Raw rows
● ● ● ● ● ● ●

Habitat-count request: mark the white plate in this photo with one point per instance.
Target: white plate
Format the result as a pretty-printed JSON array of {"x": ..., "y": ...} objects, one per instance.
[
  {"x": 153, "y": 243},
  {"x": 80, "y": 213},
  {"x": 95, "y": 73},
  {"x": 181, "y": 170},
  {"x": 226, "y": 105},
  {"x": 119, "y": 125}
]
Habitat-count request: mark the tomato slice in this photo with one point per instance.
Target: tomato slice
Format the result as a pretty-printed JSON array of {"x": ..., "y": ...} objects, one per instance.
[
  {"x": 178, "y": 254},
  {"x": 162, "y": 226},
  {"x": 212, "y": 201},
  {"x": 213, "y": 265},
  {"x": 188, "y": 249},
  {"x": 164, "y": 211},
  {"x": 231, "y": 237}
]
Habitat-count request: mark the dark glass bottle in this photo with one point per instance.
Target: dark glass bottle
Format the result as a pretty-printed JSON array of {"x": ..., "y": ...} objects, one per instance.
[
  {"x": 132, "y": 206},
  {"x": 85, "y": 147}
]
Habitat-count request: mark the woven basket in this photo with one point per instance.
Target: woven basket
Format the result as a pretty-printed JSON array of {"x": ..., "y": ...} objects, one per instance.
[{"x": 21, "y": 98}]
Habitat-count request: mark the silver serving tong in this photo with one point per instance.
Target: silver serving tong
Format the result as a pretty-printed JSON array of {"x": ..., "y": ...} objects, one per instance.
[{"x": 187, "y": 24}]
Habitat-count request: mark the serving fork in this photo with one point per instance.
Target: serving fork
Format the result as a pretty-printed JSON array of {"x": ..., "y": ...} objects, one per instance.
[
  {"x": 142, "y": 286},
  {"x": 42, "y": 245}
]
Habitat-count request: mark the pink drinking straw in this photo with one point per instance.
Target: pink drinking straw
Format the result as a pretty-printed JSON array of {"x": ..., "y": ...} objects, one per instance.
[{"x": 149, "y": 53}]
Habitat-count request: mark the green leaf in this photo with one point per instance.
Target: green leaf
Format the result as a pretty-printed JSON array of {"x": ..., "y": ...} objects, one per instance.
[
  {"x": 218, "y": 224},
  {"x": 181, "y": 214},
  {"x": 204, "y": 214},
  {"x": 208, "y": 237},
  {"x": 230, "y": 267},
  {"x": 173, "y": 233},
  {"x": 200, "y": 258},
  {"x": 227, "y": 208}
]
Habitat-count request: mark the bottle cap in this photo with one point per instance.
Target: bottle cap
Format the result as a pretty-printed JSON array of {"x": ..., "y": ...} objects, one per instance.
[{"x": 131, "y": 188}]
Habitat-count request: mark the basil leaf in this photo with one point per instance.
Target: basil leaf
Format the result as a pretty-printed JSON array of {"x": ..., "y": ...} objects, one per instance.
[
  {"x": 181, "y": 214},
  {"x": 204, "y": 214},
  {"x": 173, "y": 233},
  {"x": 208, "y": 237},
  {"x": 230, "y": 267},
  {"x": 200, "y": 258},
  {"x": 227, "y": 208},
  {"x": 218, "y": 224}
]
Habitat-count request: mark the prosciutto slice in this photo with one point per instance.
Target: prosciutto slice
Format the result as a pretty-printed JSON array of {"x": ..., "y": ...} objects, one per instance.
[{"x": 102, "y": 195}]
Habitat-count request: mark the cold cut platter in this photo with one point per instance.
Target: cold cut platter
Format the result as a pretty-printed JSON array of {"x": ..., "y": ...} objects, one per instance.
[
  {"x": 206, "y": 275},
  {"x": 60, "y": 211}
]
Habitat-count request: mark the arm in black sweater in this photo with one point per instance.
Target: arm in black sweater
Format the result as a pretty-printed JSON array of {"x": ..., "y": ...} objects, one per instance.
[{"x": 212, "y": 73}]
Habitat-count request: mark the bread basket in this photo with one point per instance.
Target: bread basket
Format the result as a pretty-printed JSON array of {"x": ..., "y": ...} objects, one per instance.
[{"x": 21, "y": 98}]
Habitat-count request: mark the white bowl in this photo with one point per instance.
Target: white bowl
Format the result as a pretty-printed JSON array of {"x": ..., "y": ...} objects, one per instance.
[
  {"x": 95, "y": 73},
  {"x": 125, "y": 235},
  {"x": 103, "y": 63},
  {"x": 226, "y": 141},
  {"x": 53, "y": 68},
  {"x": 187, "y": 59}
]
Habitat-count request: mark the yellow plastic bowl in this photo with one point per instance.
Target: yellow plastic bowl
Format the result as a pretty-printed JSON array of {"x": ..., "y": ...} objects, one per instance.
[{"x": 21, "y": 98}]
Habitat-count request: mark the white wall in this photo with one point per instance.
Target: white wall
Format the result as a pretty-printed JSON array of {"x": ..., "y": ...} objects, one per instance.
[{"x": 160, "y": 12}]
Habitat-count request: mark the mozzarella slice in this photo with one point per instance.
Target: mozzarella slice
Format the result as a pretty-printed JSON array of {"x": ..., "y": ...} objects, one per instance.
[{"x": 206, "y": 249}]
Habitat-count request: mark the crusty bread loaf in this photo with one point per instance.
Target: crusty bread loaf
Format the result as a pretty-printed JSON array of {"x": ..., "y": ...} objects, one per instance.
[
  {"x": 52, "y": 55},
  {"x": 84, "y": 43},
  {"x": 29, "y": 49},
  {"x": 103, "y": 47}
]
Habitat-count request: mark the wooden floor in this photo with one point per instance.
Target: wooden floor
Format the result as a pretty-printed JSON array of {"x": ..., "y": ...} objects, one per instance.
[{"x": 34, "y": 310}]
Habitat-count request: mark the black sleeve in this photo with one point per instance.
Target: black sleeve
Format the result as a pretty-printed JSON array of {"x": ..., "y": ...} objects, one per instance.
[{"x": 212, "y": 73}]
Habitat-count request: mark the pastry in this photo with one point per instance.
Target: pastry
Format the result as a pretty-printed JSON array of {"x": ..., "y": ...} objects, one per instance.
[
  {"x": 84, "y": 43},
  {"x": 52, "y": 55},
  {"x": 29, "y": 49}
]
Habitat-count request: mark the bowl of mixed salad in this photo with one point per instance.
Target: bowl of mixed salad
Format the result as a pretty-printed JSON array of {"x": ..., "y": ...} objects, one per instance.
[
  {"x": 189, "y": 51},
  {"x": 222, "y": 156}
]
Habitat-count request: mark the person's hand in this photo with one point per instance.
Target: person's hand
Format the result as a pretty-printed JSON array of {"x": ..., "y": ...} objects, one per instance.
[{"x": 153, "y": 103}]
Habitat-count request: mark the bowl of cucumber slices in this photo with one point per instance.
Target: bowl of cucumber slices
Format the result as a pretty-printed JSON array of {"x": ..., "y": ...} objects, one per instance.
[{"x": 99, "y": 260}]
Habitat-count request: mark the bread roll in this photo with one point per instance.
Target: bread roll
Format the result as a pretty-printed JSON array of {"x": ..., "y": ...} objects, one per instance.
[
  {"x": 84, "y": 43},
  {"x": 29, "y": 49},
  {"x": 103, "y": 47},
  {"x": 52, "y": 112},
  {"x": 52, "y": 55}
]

● ● ● ● ● ● ●

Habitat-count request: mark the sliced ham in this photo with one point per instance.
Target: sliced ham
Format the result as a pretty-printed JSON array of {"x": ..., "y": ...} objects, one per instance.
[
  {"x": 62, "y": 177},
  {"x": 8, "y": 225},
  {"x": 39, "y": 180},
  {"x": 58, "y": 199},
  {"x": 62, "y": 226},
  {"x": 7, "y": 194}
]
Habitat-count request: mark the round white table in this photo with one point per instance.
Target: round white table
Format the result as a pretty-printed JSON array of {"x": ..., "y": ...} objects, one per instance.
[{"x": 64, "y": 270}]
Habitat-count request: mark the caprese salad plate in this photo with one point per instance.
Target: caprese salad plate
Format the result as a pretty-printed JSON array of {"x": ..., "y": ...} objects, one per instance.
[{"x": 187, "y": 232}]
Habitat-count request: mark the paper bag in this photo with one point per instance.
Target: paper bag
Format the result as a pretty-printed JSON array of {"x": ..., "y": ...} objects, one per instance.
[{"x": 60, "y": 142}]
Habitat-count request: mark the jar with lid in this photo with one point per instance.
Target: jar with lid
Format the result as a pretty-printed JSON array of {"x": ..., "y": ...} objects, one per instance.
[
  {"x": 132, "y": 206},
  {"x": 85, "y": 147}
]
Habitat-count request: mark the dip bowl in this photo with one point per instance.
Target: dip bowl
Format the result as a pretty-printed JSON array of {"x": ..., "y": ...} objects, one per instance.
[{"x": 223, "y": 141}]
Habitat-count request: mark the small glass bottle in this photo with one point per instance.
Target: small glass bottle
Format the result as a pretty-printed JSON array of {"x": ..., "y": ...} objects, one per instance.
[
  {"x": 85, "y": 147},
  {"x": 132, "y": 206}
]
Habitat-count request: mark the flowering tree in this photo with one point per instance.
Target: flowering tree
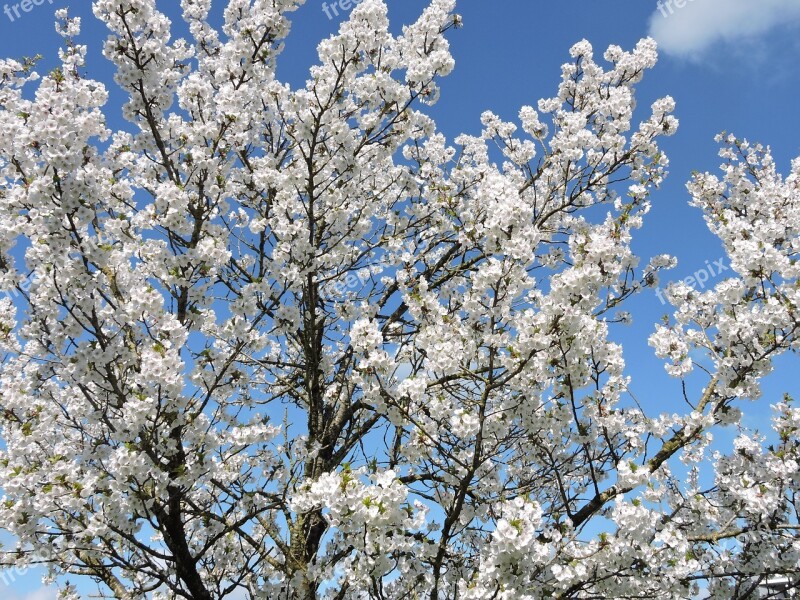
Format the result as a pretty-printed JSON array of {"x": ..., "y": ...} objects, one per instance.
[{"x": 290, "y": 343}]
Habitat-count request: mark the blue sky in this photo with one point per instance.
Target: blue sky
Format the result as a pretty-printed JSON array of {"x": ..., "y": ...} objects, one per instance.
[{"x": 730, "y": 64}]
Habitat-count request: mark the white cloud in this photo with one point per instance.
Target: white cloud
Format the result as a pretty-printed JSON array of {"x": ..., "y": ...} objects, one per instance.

● ● ● ● ● ● ●

Pick out each line of the rows above that contains the string "tree". Copy those lines in full.

Habitat-count request: mark the flowering tree in this photo with one point per instance.
Target: flowering tree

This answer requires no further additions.